### Available data

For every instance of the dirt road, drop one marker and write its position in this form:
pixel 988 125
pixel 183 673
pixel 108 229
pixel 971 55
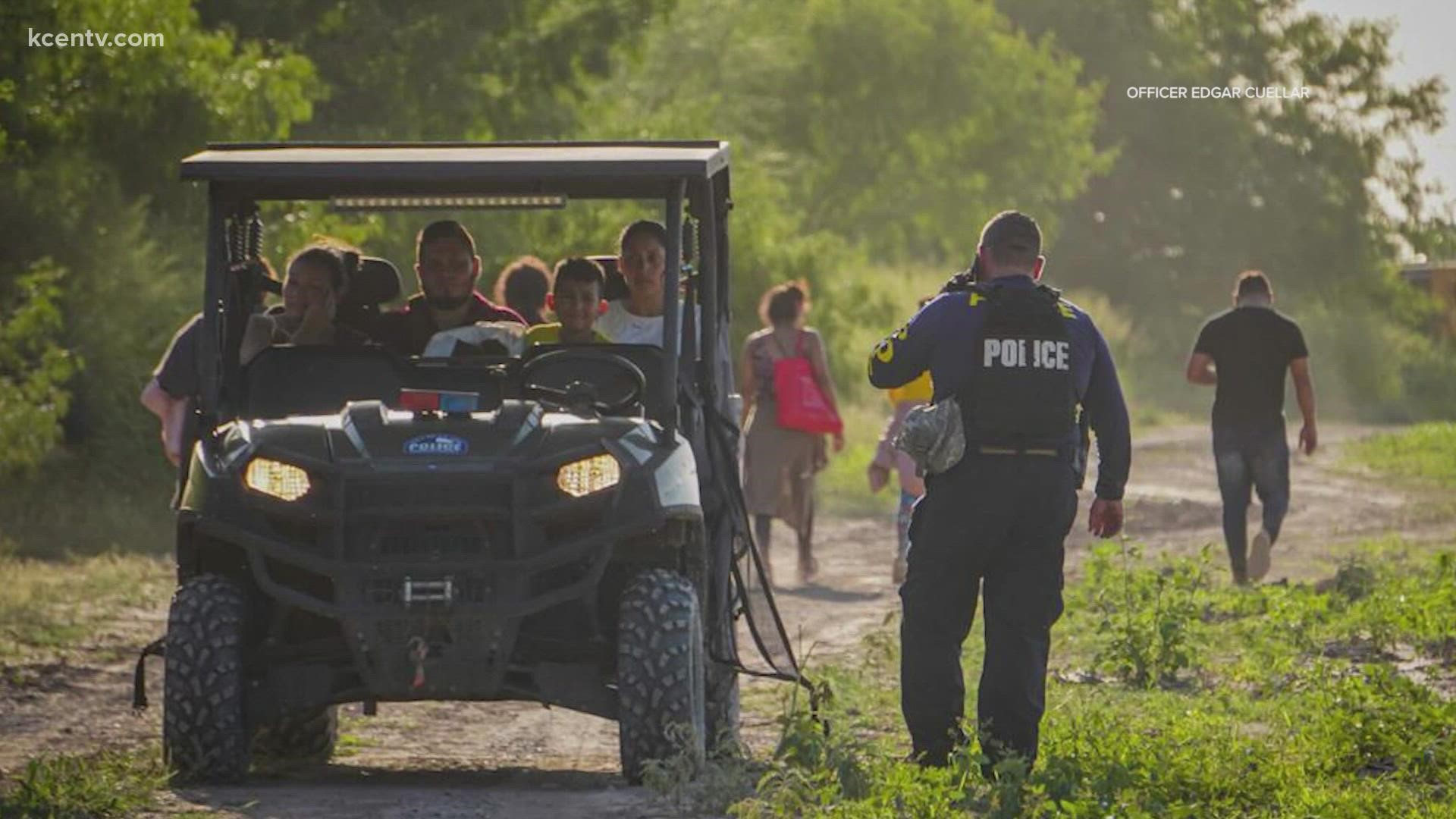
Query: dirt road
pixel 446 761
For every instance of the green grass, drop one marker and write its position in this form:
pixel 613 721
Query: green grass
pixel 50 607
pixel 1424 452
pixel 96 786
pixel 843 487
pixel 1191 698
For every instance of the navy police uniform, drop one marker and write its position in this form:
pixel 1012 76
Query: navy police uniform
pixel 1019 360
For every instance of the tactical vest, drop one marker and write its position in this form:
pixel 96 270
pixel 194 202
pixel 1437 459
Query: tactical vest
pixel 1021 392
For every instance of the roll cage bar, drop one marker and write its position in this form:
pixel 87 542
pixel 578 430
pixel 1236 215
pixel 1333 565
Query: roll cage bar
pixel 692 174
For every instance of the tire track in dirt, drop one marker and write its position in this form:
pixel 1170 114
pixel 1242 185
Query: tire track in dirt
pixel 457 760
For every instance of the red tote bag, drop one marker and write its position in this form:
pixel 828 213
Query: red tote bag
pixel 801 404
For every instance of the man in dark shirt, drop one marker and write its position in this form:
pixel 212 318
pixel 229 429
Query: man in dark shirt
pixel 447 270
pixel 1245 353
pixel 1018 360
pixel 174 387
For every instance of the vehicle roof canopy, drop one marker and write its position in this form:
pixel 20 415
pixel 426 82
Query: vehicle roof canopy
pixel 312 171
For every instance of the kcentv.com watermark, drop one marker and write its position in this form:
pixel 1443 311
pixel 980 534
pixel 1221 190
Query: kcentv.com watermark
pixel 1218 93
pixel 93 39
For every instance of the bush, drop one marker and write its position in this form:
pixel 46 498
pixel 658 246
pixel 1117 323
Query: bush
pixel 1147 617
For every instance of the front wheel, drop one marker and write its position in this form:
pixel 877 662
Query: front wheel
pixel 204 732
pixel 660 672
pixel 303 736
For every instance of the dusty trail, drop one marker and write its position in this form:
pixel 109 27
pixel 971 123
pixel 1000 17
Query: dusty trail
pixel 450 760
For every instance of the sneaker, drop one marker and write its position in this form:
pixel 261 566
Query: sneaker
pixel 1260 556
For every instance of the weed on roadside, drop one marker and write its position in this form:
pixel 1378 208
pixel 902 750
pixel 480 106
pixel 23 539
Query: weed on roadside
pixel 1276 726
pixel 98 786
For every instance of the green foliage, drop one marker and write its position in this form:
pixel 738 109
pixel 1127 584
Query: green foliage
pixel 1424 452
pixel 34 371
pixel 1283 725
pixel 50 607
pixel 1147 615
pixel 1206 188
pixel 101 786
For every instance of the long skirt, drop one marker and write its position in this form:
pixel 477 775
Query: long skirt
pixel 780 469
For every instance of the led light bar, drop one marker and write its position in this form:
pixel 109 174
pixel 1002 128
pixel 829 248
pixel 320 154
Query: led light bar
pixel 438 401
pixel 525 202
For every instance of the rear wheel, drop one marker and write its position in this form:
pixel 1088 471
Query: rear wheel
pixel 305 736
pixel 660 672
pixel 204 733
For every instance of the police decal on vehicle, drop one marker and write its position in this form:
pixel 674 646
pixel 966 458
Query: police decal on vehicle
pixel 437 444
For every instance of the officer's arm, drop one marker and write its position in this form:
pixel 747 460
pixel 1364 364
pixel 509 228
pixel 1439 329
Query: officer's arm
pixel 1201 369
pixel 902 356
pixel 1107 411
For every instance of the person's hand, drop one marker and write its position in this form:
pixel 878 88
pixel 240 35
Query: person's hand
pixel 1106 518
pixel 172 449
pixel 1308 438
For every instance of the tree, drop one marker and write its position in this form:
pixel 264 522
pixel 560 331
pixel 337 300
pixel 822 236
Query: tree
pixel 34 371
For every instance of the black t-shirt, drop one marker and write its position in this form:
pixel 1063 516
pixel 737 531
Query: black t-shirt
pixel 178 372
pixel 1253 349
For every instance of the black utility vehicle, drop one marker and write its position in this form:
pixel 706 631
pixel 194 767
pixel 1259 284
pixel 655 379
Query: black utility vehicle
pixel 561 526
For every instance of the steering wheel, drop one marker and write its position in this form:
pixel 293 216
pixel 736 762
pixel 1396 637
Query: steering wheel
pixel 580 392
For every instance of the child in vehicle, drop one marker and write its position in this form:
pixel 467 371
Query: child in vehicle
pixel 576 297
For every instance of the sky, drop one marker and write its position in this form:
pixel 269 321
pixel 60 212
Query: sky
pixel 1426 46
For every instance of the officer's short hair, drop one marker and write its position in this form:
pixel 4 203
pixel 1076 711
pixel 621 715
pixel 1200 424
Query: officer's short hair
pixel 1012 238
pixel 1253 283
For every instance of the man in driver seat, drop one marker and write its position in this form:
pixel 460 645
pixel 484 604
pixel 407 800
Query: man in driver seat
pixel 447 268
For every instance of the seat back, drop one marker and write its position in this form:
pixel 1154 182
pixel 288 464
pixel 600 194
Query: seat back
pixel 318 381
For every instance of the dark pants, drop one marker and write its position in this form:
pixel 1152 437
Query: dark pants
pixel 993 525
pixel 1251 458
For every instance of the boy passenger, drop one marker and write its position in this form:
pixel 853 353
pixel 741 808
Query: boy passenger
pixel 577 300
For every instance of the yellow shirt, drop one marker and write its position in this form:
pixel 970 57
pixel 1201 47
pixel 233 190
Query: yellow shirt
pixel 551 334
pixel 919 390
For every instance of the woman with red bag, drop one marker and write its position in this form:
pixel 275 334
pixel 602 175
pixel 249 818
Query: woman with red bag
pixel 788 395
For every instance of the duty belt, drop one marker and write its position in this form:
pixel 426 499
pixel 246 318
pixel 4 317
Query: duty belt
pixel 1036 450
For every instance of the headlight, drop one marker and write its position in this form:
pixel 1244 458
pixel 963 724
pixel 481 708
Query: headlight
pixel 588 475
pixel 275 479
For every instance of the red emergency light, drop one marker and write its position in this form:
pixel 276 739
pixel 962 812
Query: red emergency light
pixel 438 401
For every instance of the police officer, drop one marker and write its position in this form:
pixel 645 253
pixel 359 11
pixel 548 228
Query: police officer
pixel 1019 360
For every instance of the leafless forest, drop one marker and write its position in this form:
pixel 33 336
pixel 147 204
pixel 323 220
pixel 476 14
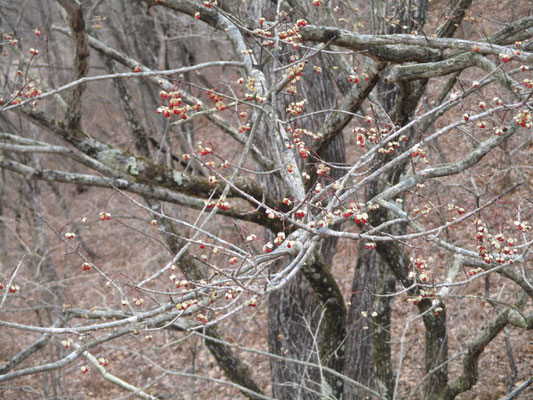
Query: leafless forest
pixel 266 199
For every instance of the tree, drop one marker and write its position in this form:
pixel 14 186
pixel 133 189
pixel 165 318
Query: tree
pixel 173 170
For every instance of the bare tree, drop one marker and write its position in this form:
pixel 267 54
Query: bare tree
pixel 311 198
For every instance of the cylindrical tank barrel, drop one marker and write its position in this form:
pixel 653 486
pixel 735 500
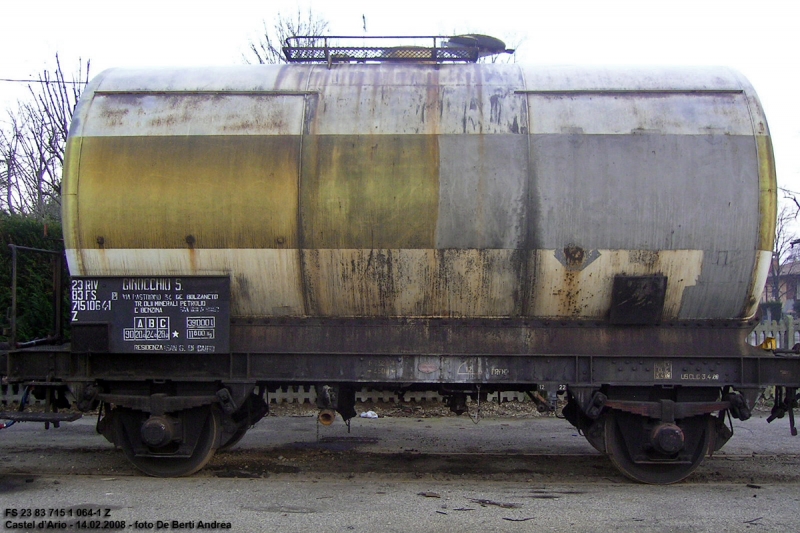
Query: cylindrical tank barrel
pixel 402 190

######

Problem description -
Convert all of the material above into a numbered list, one line per entry, omitting any blank lines. Leave the pictures out of the result.

Completed task -
1. For every instance of the dirt road, drop one marker and write its position in this form:
2. pixel 988 125
3. pixel 183 673
4. pixel 108 229
5. pixel 971 55
6. Query: dirt road
7. pixel 446 761
8. For every instance of the green grass, drop one marker and write its position in this form:
9. pixel 613 721
10. Query: green grass
11. pixel 50 607
12. pixel 1424 452
13. pixel 96 786
14. pixel 843 487
15. pixel 1191 698
16. For every instance of the navy police uniform, drop one marker and write its position in this form:
17. pixel 1012 76
18. Query: navy police uniform
19. pixel 1019 360
20. For every instance of the tactical vest, drop one marker and write its position in this form:
21. pixel 96 270
22. pixel 194 202
23. pixel 1437 459
24. Query: tactical vest
25. pixel 1021 392
26. For every instance of the roll cage bar, drop one marker and write its position in this form:
27. pixel 87 542
28. pixel 578 430
29. pixel 1236 215
30. pixel 1333 565
31. Query: roll cage bar
32. pixel 692 174
33. For every instance of the tire track in dirt, drop one marker and write its position in this form:
34. pixel 1170 114
35. pixel 1242 185
36. Query: tire track in dirt
37. pixel 457 760
38. For every instance of the red tote bag, drop one marker and write its position in this form:
39. pixel 828 213
40. Query: red tote bag
41. pixel 801 404
42. For every instance of the man in dark shirt, drop one marker and write its position in this form:
43. pixel 212 318
44. pixel 229 429
45. Query: man in dark shirt
46. pixel 447 270
47. pixel 1245 353
48. pixel 1018 360
49. pixel 174 387
50. For every instance of the vehicle roof canopy, drop one marker and write its position in this form:
51. pixel 20 415
52. pixel 426 82
53. Query: vehicle roof canopy
54. pixel 312 171
55. For every instance of the kcentv.com watermark, drop one marker and write its position in this form:
56. pixel 1443 311
57. pixel 980 534
58. pixel 1221 190
59. Query: kcentv.com watermark
60. pixel 1218 93
61. pixel 93 39
62. For every instance of the bush, drop one marker and write its position in this form:
63. pixel 46 498
64. pixel 658 246
65. pixel 1117 323
66. Query: bush
67. pixel 1147 617
68. For every instance of the front wheel, drop one marker and write its position in this form:
69. pixel 877 662
70. Query: front wheel
71. pixel 204 732
72. pixel 660 672
73. pixel 303 736
74. For every instance of the dusty trail, drop one marker and write its position in this form:
75. pixel 109 27
76. pixel 971 123
77. pixel 1000 17
78. Query: dusty trail
79. pixel 450 760
80. For every instance of the sneaker, drop one marker and write its position in this form:
81. pixel 261 566
82. Query: sneaker
83. pixel 1260 556
84. For every instance of the weed on roadside, drop one marker and write its position in this form:
85. pixel 1378 208
86. pixel 902 750
87. pixel 480 106
88. pixel 23 539
89. Query: weed on roadside
90. pixel 1276 726
91. pixel 98 786
92. For every instance of the green foliage, drop one marker and write its position in this form:
93. pixel 738 109
94. pixel 1127 584
95. Query: green foliage
96. pixel 1424 452
97. pixel 34 371
98. pixel 1283 725
99. pixel 50 607
100. pixel 1147 615
101. pixel 1206 188
102. pixel 101 786
103. For every instance of the long skirt, drop one marker and write its position in this form:
104. pixel 477 775
105. Query: long skirt
106. pixel 780 469
107. For every instance of the led light bar, drop one marker and write its position in this form:
108. pixel 109 174
109. pixel 1002 128
110. pixel 829 248
111. pixel 320 154
112. Query: led light bar
113. pixel 438 401
114. pixel 525 202
115. For every instance of the rear wheel, drop one marker and write its position in this form:
116. pixel 1088 471
117. Query: rear wheel
118. pixel 305 736
119. pixel 660 672
120. pixel 204 733
121. For every instance of the police decal on vehicle, drop one marker and write its position in this form:
122. pixel 674 646
123. pixel 966 458
124. Query: police decal on vehicle
125. pixel 437 444
126. For every instance of the officer's arm, drop one marker and write its position in this form:
127. pixel 747 460
128. pixel 1364 364
129. pixel 509 228
130. pixel 1439 329
131. Query: officer's arm
132. pixel 1201 369
133. pixel 902 356
134. pixel 1107 411
135. For every instance of the person's hand, drop one marker and write its position in this form:
136. pixel 878 88
137. pixel 240 35
138. Query: person's hand
139. pixel 1106 518
140. pixel 172 449
141. pixel 1308 438
142. For every instance of the tree, drop one marker and write its position in this form:
143. pixel 264 522
144. pixel 560 331
145. pixel 337 300
146. pixel 822 236
147. Query: tree
148. pixel 34 371
149. For every instance of the black t-shirt, drop one marker and write its position in this form:
150. pixel 1063 516
151. pixel 737 531
152. Query: black t-shirt
153. pixel 178 372
154. pixel 1253 349
155. For every instance of the black utility vehicle, drop one marker and write its position in this form:
156. pixel 706 631
157. pixel 194 767
158. pixel 1259 284
159. pixel 655 379
160. Query: black utility vehicle
161. pixel 561 526
162. For every instance of the steering wheel, drop one marker and write its position in this form:
163. pixel 293 216
164. pixel 736 762
165. pixel 1396 637
166. Query: steering wheel
167. pixel 580 392
168. For every instance of the child in vehicle, drop one marker and write its position in this form:
169. pixel 467 371
170. Query: child in vehicle
171. pixel 576 297
172. For every instance of the sky, drop one marker and write its position in this form:
173. pixel 269 321
174. pixel 60 212
175. Query: sky
176. pixel 1426 46
177. For every instance of the officer's short hair, drop one marker and write its position in this form:
178. pixel 4 203
179. pixel 1076 711
180. pixel 621 715
181. pixel 1200 424
182. Query: officer's short hair
183. pixel 1012 238
184. pixel 1253 283
185. For every instance of the man in driver seat, drop one marker and write its position in this form:
186. pixel 460 645
187. pixel 484 604
188. pixel 407 800
189. Query: man in driver seat
190. pixel 447 268
191. For every instance of the seat back, drop one marker and write its position in this form:
192. pixel 1154 182
193. pixel 288 464
194. pixel 600 194
195. Query: seat back
196. pixel 318 381
197. For every instance of the dark pants, drop one marker and write its position in this form:
198. pixel 1152 437
199. Query: dark pants
200. pixel 993 525
201. pixel 1251 458
202. For every instance of the boy passenger, drop one marker and write its position in this form:
203. pixel 853 353
204. pixel 741 808
205. Query: boy passenger
206. pixel 577 300
207. For every instance of the yellow shirt, drop one marker and write its position in this form:
208. pixel 970 57
209. pixel 1201 47
210. pixel 233 190
211. Query: yellow shirt
212. pixel 551 334
213. pixel 919 390
214. For every instance of the woman with red bag, drop one marker and write its position in this form:
215. pixel 275 334
216. pixel 602 175
217. pixel 249 818
218. Query: woman with red bag
219. pixel 788 395
220. For every instance of the duty belt, drop one marker and write its position in this form:
221. pixel 426 499
222. pixel 246 318
223. pixel 4 317
224. Query: duty belt
225. pixel 1036 450
226. For every instance of the headlight, drop one marker and write its position in this form:
227. pixel 1244 458
228. pixel 963 724
229. pixel 481 708
230. Query: headlight
231. pixel 588 475
232. pixel 275 479
233. For every instance of the red emergency light, drop one marker and write its position in this form:
234. pixel 276 739
235. pixel 962 812
236. Query: red emergency light
237. pixel 438 401
238. For every instance of the police officer, drop one marker and write its position in this form:
239. pixel 645 253
240. pixel 359 11
241. pixel 548 228
242. Query: police officer
243. pixel 1019 360
244. For every instance of the leafless forest, drop one marker and write its position in this form:
245. pixel 33 336
246. pixel 147 204
247. pixel 323 220
248. pixel 476 14
249. Query: leafless forest
250. pixel 266 199
251. For every instance of the tree, drop one marker and write its position in this form:
252. pixel 14 186
253. pixel 133 189
254. pixel 165 318
255. Query: tree
256. pixel 173 170
257. For every instance of the bare tree, drop one marker and write its position in this form:
258. pixel 267 54
259. Query: bare tree
260. pixel 311 198
261. For every instance of the cylindrical tank barrel, drop one marker and write its position in this form:
262. pixel 653 486
263. pixel 735 500
264. Query: cylindrical tank barrel
265. pixel 402 190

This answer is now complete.